• **Study text**:
---------------

IMAGINE if rain sounded like thunder, if clothing labels felt like razor blades and a gentle hug could feel as if you were being strangled.
Imagine being in a state of constant 'high alert', due to fear of someone brushing past you, as even the slightest touch can be perceived as feeling painful, or being forced to sit still in a restaurant when all you want to do is hide under the table to escape the noise and smells around you?
Sadly for some people this is reality.
Sensory processing refers to how we use the information provided by all of the sensations from within our body and from our environment. Some people struggle to understand what what is happening inside and outside their bodies and experience too much or too little through their senses of touch, taste, smell, vision, hearing, body position (propriception) and movement (the vestibular system).
Children with sensory issues sometimes exhibit extreme behaviours such as screaming if their faces get wet or throwing violent tantrums when you try to get them dressed, because the clothing feels scratchy and uncomfortable.
These strong reactions often lead to diagnosis such as dyslexia, ADHD and autism spectrum disorder. While these 'labels' may help children get support, our health services often fail to identify and recognise that issues with sensory processing can be significant contributors to the behaviours that have led to their diagnosis.
London-based The Sound Learning Centre offers a three-tiered approach to addressing these sensitivities and improving social, emotional, behavioural and academic performance – using a combination of sound, light and neuro-developmental programmes.
“In our experience, sensory difficulties may underlie many emotional and behavioural issues, as well as educational and social communication problems,” says the centre’s lead therapist and founder, Pauline Allen.

---------------

• **Source material**:
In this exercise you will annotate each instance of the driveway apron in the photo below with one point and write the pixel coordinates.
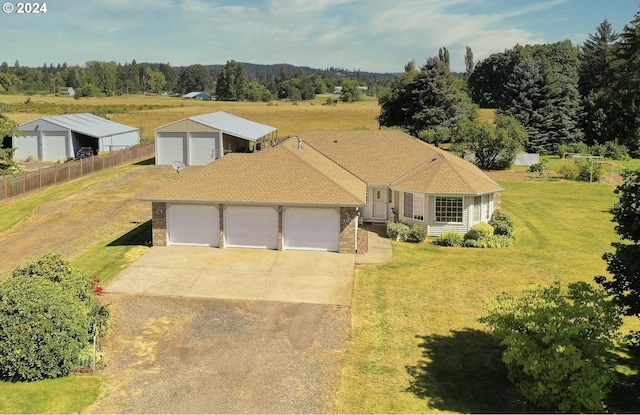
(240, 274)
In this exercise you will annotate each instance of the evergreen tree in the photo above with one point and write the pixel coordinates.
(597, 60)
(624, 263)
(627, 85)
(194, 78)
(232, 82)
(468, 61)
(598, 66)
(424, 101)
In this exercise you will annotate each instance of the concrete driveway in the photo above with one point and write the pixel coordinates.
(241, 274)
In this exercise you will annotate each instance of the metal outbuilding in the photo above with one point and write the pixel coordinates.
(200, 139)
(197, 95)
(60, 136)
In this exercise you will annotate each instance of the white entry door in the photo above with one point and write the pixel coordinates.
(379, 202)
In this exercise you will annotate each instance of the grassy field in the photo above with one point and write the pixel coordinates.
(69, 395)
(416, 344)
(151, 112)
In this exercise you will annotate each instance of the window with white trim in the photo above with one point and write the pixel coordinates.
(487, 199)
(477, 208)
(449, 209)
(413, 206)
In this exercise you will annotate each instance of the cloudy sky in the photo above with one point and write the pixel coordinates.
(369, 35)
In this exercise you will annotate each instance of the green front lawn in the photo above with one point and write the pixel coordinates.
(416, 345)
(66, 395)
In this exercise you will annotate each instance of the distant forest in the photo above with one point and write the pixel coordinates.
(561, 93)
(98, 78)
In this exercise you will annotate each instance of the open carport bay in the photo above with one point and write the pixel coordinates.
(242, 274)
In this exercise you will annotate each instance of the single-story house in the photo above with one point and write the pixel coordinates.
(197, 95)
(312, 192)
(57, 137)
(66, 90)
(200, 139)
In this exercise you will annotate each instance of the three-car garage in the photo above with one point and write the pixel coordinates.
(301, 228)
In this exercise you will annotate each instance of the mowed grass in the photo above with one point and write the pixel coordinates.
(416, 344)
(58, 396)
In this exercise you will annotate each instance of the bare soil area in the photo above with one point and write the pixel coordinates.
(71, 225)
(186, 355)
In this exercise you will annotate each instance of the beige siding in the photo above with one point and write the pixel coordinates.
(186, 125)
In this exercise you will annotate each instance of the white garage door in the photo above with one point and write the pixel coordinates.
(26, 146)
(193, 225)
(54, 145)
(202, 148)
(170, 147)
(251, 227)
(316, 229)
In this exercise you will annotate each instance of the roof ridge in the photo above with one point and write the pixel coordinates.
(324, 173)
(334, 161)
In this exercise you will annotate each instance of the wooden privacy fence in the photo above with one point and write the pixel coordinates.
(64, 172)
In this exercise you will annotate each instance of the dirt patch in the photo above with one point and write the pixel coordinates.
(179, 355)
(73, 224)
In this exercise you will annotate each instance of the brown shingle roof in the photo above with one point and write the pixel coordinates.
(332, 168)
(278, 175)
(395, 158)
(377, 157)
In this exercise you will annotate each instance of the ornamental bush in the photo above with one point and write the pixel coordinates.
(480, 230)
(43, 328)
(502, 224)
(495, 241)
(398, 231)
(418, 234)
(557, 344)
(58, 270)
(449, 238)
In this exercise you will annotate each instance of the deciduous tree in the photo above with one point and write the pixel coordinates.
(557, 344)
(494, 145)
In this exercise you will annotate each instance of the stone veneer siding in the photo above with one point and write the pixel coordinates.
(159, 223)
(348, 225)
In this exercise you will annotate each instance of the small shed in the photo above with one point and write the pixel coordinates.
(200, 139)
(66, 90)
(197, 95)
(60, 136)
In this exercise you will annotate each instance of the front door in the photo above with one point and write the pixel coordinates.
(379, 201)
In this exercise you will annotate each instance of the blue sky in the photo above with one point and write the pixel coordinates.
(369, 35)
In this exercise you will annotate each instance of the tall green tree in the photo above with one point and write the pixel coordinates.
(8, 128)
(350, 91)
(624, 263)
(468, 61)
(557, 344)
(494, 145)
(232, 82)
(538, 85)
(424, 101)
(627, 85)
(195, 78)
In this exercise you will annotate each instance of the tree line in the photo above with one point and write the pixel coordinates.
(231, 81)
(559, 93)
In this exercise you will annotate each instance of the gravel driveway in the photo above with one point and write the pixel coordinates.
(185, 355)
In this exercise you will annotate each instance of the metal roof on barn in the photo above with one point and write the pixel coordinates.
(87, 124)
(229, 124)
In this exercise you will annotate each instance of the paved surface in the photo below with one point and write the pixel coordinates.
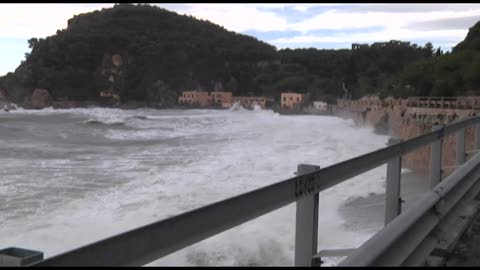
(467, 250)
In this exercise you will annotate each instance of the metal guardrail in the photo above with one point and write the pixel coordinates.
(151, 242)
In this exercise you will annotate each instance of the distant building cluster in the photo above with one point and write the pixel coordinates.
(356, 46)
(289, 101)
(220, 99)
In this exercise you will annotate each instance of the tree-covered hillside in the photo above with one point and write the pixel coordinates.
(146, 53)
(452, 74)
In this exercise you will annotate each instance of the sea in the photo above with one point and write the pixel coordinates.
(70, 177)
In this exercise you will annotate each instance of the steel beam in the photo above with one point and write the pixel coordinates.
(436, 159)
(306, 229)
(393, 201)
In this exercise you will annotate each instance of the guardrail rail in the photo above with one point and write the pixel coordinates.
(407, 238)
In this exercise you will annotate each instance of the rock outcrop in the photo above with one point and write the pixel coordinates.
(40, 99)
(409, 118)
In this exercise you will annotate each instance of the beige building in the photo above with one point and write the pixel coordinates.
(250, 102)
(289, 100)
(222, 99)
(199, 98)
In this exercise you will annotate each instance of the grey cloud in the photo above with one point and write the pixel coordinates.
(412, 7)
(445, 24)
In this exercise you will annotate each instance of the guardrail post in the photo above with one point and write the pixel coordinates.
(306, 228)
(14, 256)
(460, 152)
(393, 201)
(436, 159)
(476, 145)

---------------

• **What you have to do**: Write the next part of the article on sensory processing difficulties, picking up after its last sentence. The material comes from a different source than the article on sensory processing difficulties.

• **Exercise result**:
Over the past two weeks 17 children and young people with learning and sensory difficulties from the Bellaghy and Magherafelt area have taken part in the centre's first outreach programme in Northern Ireland.
The young people, aged between three and 19, attended the centre for assessments in January, followed by 30 minutes of sound therapy and 20 minutes of light therapy twice a day for 10 days.
A former dyslexia tutor, Pauline noticed that many of the children she tutored seemed to have auditory processing difficulties, despite having 'normal' hearing. She went on to train under Dr Guy Berard in France, who developed Auditory Integration Training.
Designed to quickly trigger improvements in auditory processing, it involves clients listening to music which has been altered from its original state to have it randomly switching between high and low frequencies.
Pauline further trained in Lightwave Stimulation, a therapy developed by American Dr John Downing which uses coloured lights to help rebalance the autonomic nervous system, the part of the nervous system that controls unconsciously directed bodily functions such as breathing and heartbeat.
She found the two therapies worked well in conjunction with each other.
"If we are able to improve the functioning of individual senses we find a wide range of performance changes may result," she says. In practical terms these can include improvements in balance and co-ordination, speech, fine and motor skills, visual memory and reading, improved social awareness and changes in eating and sleeping patterns.
Based at the Seamus Heaney Homeplace, Bellaghy, the outreach was organised and part-funded by Nurture the Experience of Sensory Transformation (Nest), a new initiative that has been launched in association with local charity, Bellaghy Village Regeneration.
"Nest identified a gap in the area for support for families with children with special needs and we ultimately we would like to set up a sensory centre here," says committee member Jean Bonner, whose eight-year-old daughter Ellie has sensory and learning differences, with particular problems with noise sensitivity.
Ellie had attended and benefited from a similar outreach conducted by The Sound Learning Centre in the Isle of Man in 2015, where she underwent AIT and LWS training.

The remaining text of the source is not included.